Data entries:
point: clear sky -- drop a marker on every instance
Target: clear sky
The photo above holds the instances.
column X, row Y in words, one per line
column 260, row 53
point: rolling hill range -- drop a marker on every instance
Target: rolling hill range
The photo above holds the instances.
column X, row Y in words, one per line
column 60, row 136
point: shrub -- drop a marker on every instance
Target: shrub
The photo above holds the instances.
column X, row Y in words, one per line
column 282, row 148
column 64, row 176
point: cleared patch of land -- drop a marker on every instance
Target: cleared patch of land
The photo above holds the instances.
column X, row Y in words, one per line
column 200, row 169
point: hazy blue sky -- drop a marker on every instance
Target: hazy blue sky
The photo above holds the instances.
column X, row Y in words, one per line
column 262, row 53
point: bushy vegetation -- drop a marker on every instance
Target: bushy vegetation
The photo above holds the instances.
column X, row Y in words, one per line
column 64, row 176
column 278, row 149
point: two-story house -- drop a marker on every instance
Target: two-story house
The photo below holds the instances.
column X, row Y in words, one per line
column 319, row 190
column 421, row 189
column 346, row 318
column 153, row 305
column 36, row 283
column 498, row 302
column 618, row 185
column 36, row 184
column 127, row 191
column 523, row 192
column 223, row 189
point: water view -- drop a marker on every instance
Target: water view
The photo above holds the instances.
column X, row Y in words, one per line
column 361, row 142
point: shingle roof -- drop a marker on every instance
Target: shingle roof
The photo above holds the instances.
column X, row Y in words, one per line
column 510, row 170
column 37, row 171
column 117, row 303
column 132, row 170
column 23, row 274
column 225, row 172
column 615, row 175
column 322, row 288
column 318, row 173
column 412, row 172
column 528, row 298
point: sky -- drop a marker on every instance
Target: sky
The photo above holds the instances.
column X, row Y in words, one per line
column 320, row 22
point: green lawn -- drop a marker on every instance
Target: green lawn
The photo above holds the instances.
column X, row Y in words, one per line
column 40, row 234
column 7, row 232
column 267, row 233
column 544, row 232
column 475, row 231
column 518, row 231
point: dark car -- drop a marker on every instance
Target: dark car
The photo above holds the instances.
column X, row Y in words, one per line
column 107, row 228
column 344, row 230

**Work to do**
Swap "drop a marker" for "place a pin" throughout the records and reproduce the lines with nothing else altered.

**Written answer**
point: clear sky -- place a pin on every instance
Target: clear sky
The photo above holds the instances.
column X, row Y in words, one per line
column 260, row 53
point: rolling hill range -- place a pin on every instance
Target: rolling hill range
The photo above holds the instances.
column X, row Y in words, one per line
column 60, row 136
point: shrub -- place a pin on every instance
Target: shrub
The photo above holds the instances.
column X, row Y in words, one per line
column 282, row 148
column 64, row 176
point: cleared patch of land -- place a pin on every instance
Target: cleared patch of land
The photo above holds the instances.
column X, row Y in words, one per line
column 200, row 169
point: hazy blue sky -- place a pin on every instance
Target: hazy blue sky
The photo above holds the instances.
column X, row Y in words, one per line
column 262, row 53
point: bushy vegetation -- place a pin on every instance
Target: bushy vegetation
The photo above holds the instances.
column X, row Y in words, one per line
column 64, row 176
column 278, row 149
point: two-story house -- place a pin on every instance
Target: two-story house
The photo below holds the instances.
column X, row Y in words, one per line
column 319, row 190
column 421, row 189
column 346, row 318
column 153, row 305
column 36, row 283
column 498, row 302
column 618, row 185
column 36, row 184
column 127, row 191
column 523, row 192
column 223, row 189
point: water view -- place a pin on every instance
Target: water view
The photo above holds the instances.
column X, row Y in words, one per line
column 361, row 142
point: shingle roof -- place a pin on every instance
Target: shingle roof
The photo above holds the instances.
column X, row Y in words, one per line
column 510, row 170
column 37, row 171
column 117, row 303
column 132, row 170
column 23, row 274
column 225, row 172
column 615, row 175
column 322, row 288
column 318, row 173
column 412, row 172
column 528, row 298
point: sky -- place a pin on every instance
Target: sky
The photo above holds the instances.
column X, row Y in words, one per line
column 320, row 22
point: green lawn -- place a pin on every instance
Target: green lawn
The photo above holds the instances.
column X, row Y in words, one per line
column 40, row 234
column 7, row 232
column 267, row 233
column 544, row 232
column 475, row 231
column 518, row 231
point: dark car -- place a pin on every instance
Target: dark car
The photo above holds the instances.
column X, row Y in words, one per line
column 107, row 228
column 344, row 230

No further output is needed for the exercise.